JOBS:
(1) In the text on workplace bullying and human resources, why does the bully feel further empowered when human resources treats the bullying as a conflict to resolve?
(2) Extend the text on workplace bullying and human resources, starting after its final sentence.

TEXT BLOCK:

====================

Workplace bullying - Are human resources part of the problem or the solution?

Many social media users have asked whether your should turn to human resources to deal with workplace harassment.

This question is very important. Human resources should be there to help you. But they all to often fail to help and can even make things worse.

In my book The Bully's Trap, I devote a chapter to looking at human resources in the context of harassment and bullying. Have a read below and let me know your thoughts in the comment section below.

When I go into organizations to do an assessment, it is usually when the organization is in serious trouble or after a major incident. The first thing I attempt to determine is the role that human resources plays in influencing culture.

In many organizations and the many cases that I have dealt with, I have found that well over 70 percent of the time human resources is part of the problem versus part of the solution.

In most cases human resource people view bullying as a personality clash or a management style issue and apply conflict resolution techniques to resolve the problem. Usually this makes the situation worse for the target and the bully feels further empowered because they have successfully deflected their predatory behaviors, manipulating human resources to become their ally.

Organizational cultures dictate the role that human resources plays in preventing and stopping bullying.

====================

DATASET EXTRACT:

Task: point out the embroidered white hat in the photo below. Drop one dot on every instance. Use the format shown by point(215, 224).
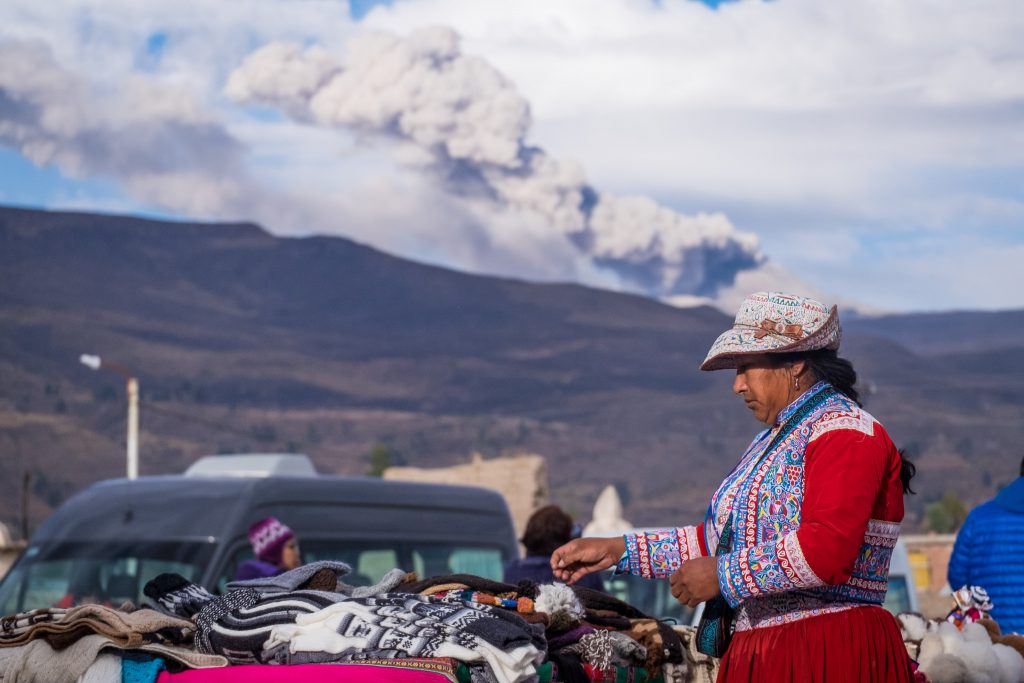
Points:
point(775, 323)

====================

TASK ANSWERS:
(1) The bully feels further empowered because they have successfully deflected their predatory behaviors and manipulated human resources into becoming their ally.

(2)
In Disjointed cultures, human resources are called in after the fact and told to make the problem go away. Here the head of human resources is not a key player and lacks authority to hold bullies accountable. Where there is legislation, policies and procedures are put into place but not into practice. Targets and bystanders do not go to human resources because they know that human resources have no power and/or courage to properly intervene. Heads of human resources in these cultures are usually not equipped to deal with bullying. People working in human resources in these cultures know what bullying is because they are bullied and are cowered into thinking that this goes with the territory.

In Dictatorial cultures, human resources are also called in after the fact and told to make the problem go away. Here the head of human resources could be a key player and if so, is part of the problem. Bullies in these cultures are considered heroes, because they are viewed as high performers and have more credibility than their targets. Bullies know this and manipulate human resources to become their allies. Where there is legislation, policies and procedures are put into place but not into practice, compliance is for legal and security reasons versus prevention. Targets and bystanders do not go to human resources because they do not trust the leadership and by extension, people in human resources. In many cases heads of human resources have the technical and academic credentials to be the best and the brightest in the profession but lack the influence and or courage to prevent and stop bullying from occurring. As in Disjointed cultures, human resource people working in these cultures know what bullying is, because they are bullied, and because of the environment in which they work, they tend to become a bully who is targeted by another bully.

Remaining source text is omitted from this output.